• [Given information]:
·····

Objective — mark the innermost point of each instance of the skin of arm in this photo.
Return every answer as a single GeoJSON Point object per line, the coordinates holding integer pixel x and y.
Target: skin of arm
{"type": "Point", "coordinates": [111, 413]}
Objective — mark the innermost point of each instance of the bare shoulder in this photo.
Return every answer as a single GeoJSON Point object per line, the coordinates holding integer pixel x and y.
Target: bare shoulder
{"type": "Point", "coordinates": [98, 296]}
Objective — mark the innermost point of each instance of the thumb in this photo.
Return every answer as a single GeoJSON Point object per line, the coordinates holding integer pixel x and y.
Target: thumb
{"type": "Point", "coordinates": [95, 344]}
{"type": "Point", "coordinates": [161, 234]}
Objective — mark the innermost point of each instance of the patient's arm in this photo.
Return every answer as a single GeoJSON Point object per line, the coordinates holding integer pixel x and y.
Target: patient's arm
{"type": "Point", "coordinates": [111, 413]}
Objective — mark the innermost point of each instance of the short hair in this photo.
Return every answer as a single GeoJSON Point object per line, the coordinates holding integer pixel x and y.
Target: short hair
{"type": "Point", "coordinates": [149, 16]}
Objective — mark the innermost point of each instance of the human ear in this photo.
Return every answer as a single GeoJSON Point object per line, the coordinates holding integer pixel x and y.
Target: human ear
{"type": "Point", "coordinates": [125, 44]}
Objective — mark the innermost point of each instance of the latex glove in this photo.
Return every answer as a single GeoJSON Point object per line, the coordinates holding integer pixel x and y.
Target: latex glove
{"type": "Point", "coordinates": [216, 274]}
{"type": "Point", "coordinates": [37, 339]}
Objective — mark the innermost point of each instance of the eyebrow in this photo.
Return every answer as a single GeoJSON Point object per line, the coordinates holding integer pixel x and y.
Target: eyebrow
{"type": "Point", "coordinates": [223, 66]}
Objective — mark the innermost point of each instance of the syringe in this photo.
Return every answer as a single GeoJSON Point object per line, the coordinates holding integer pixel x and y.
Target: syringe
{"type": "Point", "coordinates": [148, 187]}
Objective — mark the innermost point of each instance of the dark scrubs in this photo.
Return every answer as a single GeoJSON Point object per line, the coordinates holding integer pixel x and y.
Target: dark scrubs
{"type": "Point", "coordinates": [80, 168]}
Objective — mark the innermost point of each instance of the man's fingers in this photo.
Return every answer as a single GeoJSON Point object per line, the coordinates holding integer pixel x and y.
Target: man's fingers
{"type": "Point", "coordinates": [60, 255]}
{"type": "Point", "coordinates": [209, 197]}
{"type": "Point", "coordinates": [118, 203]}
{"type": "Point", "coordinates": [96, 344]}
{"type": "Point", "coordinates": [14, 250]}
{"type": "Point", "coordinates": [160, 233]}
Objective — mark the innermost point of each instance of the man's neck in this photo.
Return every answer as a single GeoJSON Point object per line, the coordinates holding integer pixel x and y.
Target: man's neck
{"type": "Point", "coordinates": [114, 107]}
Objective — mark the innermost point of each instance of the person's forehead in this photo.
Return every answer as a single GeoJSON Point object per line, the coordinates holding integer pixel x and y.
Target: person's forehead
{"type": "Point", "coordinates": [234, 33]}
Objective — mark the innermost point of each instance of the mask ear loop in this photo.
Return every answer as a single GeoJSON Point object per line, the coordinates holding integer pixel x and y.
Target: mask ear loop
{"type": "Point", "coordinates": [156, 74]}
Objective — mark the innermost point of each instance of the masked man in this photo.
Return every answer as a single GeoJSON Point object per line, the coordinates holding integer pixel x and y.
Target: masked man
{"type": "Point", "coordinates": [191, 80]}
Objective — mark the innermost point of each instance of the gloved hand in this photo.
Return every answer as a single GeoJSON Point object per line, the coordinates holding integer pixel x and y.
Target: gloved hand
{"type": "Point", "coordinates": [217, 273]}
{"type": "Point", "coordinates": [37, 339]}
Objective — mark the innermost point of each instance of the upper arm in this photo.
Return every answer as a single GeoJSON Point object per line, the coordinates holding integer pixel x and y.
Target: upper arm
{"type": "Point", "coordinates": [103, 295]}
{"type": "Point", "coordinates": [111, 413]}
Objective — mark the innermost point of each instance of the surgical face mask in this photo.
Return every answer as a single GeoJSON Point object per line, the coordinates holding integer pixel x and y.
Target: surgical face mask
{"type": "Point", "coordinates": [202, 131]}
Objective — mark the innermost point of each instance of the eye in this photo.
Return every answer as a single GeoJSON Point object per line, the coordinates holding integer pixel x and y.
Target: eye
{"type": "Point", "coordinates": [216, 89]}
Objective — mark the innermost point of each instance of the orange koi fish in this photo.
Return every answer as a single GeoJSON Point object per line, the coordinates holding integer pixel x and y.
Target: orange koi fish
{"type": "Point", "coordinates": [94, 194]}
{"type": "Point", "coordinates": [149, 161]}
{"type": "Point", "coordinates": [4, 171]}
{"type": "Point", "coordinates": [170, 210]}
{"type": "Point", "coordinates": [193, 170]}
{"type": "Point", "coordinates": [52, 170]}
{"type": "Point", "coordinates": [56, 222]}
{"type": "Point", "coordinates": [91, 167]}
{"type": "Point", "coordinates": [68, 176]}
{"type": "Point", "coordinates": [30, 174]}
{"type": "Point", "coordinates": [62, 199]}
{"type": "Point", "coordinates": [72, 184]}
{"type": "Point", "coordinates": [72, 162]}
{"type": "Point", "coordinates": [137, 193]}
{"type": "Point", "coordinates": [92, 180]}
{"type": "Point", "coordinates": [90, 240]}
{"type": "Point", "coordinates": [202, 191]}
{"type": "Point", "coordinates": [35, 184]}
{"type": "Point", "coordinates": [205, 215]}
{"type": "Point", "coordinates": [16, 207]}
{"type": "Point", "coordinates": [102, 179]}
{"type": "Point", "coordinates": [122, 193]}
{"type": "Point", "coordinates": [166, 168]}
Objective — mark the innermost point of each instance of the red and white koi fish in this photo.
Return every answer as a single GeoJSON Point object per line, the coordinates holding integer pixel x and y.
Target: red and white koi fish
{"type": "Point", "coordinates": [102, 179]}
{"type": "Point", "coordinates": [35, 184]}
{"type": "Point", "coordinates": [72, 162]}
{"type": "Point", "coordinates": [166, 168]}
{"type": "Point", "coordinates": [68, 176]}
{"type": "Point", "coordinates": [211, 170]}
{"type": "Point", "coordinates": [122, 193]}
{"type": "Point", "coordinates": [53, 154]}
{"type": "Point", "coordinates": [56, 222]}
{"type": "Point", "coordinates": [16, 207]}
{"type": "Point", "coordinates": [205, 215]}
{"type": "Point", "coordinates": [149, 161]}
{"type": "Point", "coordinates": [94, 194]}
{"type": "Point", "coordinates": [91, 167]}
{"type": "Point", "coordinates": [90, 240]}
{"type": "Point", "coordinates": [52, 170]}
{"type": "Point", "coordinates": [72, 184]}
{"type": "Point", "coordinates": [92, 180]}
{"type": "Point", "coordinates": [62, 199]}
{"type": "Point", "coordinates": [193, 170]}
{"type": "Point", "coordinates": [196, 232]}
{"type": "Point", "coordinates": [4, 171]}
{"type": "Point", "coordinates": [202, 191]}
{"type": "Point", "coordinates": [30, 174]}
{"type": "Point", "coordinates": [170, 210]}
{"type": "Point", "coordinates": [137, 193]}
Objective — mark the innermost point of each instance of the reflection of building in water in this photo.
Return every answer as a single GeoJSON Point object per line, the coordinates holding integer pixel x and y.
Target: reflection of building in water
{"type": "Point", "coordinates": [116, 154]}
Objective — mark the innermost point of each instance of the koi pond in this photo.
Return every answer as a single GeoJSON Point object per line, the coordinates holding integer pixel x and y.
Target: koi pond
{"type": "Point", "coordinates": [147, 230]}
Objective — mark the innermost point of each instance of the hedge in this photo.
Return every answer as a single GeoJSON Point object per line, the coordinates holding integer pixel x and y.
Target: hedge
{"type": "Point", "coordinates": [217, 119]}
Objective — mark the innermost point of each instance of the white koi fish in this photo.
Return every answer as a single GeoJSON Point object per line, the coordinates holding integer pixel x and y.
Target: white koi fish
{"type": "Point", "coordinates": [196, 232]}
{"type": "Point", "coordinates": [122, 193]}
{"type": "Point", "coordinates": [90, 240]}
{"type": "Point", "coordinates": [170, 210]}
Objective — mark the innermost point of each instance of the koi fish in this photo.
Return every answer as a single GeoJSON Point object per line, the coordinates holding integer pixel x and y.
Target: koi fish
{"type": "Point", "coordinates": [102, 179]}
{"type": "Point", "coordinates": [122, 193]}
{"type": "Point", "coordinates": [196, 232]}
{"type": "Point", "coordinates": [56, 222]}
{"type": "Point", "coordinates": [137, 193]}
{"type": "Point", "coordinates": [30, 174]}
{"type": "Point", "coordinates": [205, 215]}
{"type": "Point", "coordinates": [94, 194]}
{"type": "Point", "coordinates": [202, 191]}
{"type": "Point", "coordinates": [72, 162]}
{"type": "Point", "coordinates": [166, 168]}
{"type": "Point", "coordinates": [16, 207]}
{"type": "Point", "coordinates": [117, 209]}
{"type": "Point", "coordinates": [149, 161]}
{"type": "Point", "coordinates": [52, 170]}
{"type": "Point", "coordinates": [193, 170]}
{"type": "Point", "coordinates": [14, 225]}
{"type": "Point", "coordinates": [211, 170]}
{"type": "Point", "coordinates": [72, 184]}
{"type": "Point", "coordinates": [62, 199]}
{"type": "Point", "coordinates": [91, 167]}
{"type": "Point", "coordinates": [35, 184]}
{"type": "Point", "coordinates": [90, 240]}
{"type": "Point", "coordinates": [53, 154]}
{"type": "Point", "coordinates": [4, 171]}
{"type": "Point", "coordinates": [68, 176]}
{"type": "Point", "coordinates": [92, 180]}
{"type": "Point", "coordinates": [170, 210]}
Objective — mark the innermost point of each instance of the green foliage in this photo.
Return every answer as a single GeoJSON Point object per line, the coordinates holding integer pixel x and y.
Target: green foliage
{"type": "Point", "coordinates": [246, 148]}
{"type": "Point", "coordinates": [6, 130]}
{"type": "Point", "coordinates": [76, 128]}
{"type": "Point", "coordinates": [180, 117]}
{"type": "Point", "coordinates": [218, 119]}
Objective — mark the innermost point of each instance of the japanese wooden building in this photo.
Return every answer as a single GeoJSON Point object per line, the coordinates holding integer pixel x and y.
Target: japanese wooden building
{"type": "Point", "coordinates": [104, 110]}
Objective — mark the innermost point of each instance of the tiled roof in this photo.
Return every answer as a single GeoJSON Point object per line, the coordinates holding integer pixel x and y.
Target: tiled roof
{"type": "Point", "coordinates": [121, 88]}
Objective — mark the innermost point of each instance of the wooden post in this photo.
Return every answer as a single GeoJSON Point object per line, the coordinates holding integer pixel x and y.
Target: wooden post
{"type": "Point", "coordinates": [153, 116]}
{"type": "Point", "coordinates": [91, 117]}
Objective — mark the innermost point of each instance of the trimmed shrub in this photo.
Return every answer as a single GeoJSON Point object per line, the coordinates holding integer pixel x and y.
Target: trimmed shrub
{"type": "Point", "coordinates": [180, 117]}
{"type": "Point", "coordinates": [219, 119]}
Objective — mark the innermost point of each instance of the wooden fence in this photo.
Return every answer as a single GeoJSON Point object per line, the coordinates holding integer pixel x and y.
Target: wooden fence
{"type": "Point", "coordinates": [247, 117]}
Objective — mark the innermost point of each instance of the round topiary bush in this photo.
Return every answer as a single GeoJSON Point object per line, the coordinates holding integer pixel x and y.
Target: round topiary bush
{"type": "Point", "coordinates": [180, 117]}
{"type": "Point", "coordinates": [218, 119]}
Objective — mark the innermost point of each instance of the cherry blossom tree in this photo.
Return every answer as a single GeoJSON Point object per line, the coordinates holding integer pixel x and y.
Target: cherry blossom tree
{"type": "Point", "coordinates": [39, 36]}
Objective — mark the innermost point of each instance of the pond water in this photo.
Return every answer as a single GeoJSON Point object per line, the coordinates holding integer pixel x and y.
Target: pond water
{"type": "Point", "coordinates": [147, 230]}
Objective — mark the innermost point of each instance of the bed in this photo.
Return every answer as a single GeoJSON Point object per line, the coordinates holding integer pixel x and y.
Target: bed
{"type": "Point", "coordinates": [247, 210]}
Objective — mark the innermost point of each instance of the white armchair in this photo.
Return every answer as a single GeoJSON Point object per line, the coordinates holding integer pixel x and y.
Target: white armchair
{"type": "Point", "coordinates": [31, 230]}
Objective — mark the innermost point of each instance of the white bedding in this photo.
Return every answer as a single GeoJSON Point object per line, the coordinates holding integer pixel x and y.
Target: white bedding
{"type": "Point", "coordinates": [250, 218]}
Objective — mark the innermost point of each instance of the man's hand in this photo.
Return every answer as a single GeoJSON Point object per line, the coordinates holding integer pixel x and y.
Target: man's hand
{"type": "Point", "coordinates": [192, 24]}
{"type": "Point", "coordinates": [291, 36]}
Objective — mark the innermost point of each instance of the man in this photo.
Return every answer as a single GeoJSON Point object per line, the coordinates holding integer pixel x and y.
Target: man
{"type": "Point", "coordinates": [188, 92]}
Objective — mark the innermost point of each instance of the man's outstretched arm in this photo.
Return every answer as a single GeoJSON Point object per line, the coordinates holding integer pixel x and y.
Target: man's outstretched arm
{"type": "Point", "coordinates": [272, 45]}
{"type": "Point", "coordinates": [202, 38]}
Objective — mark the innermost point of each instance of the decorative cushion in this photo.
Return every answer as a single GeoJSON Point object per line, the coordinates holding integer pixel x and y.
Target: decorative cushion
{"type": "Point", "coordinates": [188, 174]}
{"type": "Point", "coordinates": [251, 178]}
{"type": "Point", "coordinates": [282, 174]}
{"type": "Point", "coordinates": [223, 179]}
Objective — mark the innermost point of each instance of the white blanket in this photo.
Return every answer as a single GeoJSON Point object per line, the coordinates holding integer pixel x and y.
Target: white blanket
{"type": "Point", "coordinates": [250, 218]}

·····

• [Required work]: Please put the lines of the records into a numbered list, starting with the line that contains "blanket in this photo." and going on through the end of the records, with blank lines left out.

• [Task answer]:
1. Objective — mark the innermost point of each instance of the white blanket in this photo.
2. Return every answer as a single GeoJSON Point object per line, the coordinates holding integer pixel x and y.
3. Target: white blanket
4. {"type": "Point", "coordinates": [250, 218]}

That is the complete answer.